- **About this task**
The entries below contain a stretch that opens with the line containing "column 518, row 72" and closes with the line containing "Target: potted plant"; set down that stretch exactly, both ends included, and nothing else.

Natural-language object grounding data
• • •

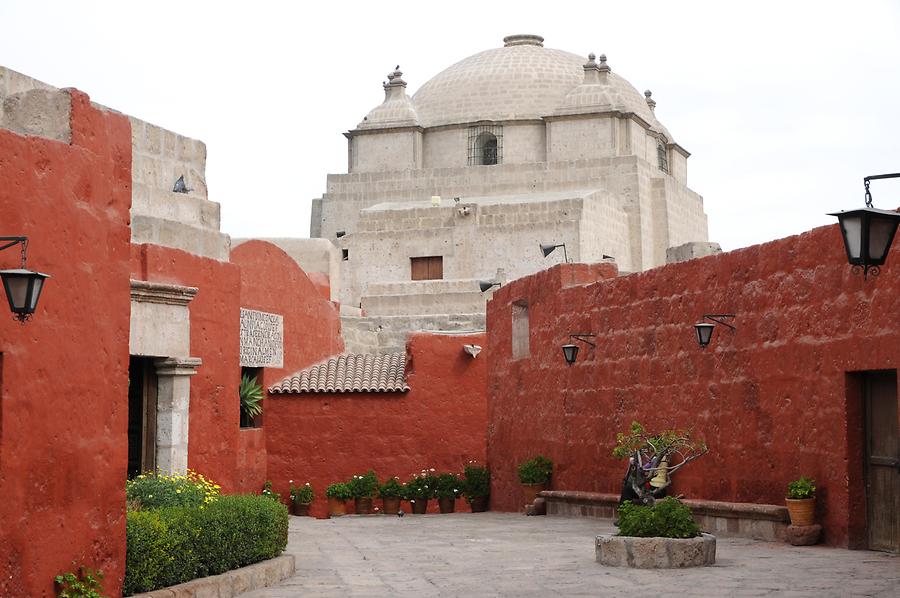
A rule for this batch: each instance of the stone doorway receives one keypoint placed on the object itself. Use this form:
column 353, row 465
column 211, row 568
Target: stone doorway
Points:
column 142, row 397
column 882, row 460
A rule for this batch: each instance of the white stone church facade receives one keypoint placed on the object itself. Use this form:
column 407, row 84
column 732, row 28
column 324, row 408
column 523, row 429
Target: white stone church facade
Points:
column 506, row 150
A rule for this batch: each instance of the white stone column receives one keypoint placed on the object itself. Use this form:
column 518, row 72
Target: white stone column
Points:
column 172, row 410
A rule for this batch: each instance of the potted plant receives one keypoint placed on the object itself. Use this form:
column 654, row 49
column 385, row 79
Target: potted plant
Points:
column 477, row 486
column 338, row 493
column 301, row 498
column 534, row 476
column 801, row 501
column 419, row 489
column 447, row 490
column 363, row 488
column 390, row 492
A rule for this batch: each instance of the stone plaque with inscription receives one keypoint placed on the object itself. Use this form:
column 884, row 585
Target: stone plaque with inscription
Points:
column 262, row 339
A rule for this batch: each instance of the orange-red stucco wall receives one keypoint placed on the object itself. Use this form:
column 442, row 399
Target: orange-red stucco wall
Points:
column 64, row 375
column 771, row 398
column 440, row 423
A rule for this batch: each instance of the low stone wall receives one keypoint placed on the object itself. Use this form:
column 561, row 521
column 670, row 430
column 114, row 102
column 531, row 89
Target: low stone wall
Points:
column 231, row 583
column 743, row 520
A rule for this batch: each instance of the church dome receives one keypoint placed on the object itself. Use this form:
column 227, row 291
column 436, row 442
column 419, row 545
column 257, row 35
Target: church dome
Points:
column 522, row 80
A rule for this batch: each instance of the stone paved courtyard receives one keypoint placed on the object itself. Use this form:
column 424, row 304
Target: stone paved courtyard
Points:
column 500, row 554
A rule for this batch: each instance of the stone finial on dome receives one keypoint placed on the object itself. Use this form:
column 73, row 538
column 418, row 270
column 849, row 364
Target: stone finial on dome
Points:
column 650, row 101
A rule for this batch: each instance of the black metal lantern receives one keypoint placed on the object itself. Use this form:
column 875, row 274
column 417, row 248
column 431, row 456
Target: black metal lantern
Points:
column 22, row 286
column 868, row 232
column 570, row 352
column 704, row 329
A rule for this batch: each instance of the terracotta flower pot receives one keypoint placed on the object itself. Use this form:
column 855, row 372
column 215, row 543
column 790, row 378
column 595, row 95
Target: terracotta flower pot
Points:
column 336, row 507
column 531, row 490
column 364, row 505
column 802, row 511
column 390, row 504
column 447, row 505
column 478, row 504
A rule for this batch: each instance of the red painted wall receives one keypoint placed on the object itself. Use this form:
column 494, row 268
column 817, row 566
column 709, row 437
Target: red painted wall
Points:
column 771, row 398
column 440, row 423
column 64, row 376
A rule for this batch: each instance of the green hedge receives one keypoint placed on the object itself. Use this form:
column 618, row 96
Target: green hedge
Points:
column 177, row 544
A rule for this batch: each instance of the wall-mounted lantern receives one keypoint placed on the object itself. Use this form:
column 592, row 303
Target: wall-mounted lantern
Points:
column 570, row 352
column 704, row 330
column 868, row 232
column 484, row 285
column 548, row 249
column 23, row 287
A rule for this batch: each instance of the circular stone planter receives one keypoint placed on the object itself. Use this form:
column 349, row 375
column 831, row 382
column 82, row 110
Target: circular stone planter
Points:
column 656, row 553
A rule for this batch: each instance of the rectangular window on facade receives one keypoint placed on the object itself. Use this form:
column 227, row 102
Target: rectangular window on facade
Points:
column 426, row 268
column 520, row 330
column 251, row 396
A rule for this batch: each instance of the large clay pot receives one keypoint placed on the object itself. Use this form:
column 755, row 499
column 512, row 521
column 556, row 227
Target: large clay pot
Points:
column 364, row 505
column 478, row 504
column 802, row 510
column 336, row 507
column 531, row 490
column 391, row 505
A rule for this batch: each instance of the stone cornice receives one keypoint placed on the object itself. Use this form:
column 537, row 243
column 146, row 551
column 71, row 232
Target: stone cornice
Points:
column 143, row 291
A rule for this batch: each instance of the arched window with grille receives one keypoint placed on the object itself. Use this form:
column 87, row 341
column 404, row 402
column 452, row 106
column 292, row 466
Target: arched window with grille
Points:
column 485, row 145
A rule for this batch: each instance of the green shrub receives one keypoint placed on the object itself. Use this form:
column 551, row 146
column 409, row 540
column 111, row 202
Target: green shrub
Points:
column 339, row 490
column 536, row 471
column 668, row 518
column 392, row 488
column 154, row 491
column 176, row 544
column 802, row 488
column 364, row 486
column 447, row 485
column 477, row 481
column 84, row 584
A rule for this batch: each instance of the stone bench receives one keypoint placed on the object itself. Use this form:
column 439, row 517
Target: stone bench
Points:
column 744, row 520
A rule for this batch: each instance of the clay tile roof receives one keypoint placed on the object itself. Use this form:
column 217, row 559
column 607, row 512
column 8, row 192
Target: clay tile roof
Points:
column 352, row 372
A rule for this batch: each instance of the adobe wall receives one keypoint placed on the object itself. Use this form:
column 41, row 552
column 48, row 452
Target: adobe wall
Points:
column 64, row 375
column 771, row 399
column 440, row 423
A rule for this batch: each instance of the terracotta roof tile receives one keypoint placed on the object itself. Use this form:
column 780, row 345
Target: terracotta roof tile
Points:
column 353, row 372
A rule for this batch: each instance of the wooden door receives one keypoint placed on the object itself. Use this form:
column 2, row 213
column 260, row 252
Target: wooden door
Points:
column 882, row 462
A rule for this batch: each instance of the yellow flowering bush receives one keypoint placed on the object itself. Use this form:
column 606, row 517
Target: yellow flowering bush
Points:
column 155, row 490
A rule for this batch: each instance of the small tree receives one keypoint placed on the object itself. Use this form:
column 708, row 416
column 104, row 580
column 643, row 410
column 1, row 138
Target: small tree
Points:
column 653, row 459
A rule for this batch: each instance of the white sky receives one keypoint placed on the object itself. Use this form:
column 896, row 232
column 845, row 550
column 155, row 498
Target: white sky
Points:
column 785, row 106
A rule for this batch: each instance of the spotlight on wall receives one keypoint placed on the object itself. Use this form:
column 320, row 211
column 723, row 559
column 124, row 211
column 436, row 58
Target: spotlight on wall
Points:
column 548, row 249
column 23, row 287
column 868, row 232
column 570, row 352
column 704, row 330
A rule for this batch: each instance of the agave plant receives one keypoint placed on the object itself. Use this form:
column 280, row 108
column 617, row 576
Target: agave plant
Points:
column 251, row 396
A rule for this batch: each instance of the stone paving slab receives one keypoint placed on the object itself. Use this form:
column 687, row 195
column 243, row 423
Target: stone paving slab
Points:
column 501, row 554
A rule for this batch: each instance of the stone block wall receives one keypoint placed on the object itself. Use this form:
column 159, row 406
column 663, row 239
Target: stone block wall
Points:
column 440, row 423
column 772, row 398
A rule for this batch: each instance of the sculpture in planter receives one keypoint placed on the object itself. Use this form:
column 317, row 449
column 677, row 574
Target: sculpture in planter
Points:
column 338, row 493
column 534, row 475
column 390, row 492
column 477, row 486
column 363, row 488
column 652, row 461
column 447, row 490
column 301, row 498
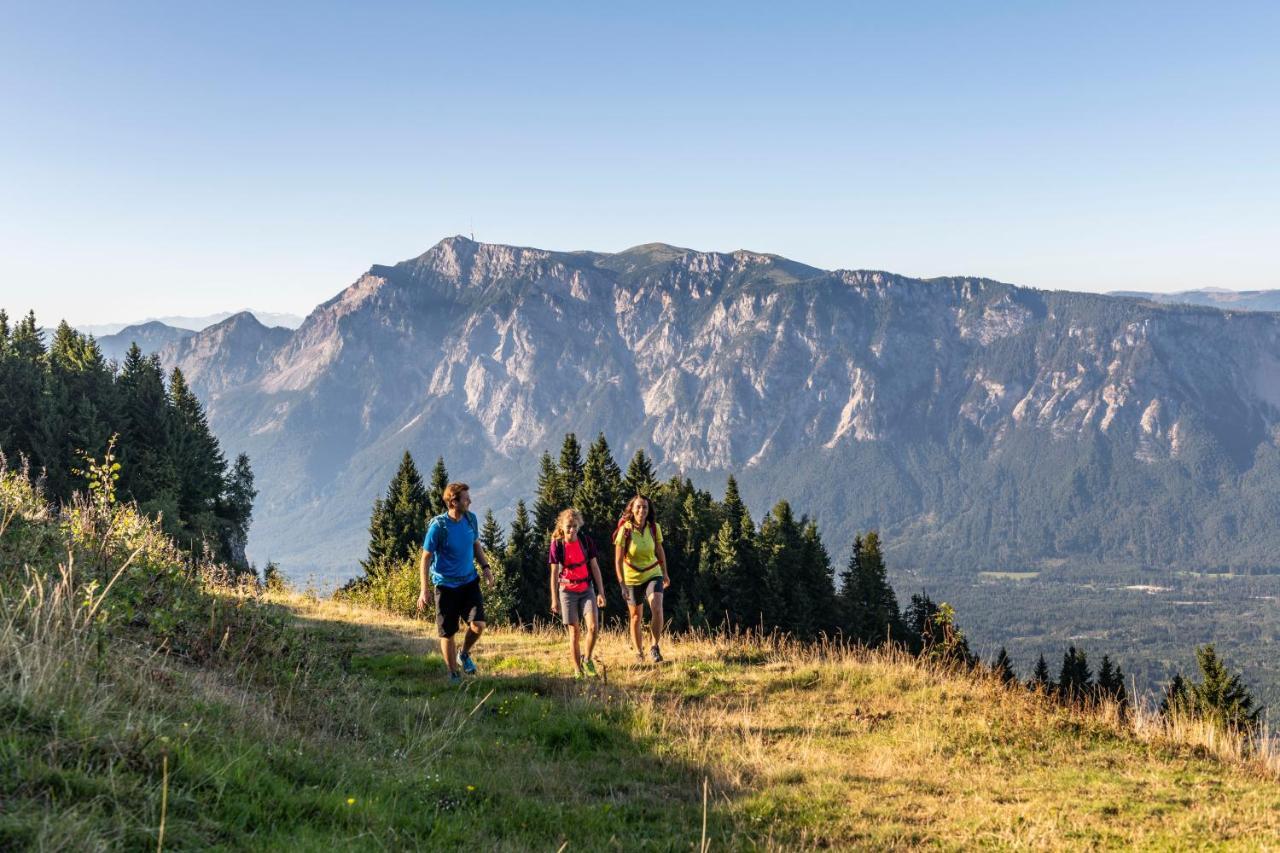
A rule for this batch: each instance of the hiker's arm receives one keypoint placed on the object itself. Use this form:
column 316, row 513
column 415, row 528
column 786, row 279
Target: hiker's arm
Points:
column 423, row 568
column 599, row 583
column 483, row 560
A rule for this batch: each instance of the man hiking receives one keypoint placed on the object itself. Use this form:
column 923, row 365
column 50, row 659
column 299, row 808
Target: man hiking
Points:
column 451, row 550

• • •

- **Answer space**
column 518, row 72
Target: white stone column
Points:
column 172, row 410
A rule for this batch: each instance of the potted plant receives one keypoint placed on the object itself. Use this form:
column 654, row 49
column 385, row 79
Target: potted plant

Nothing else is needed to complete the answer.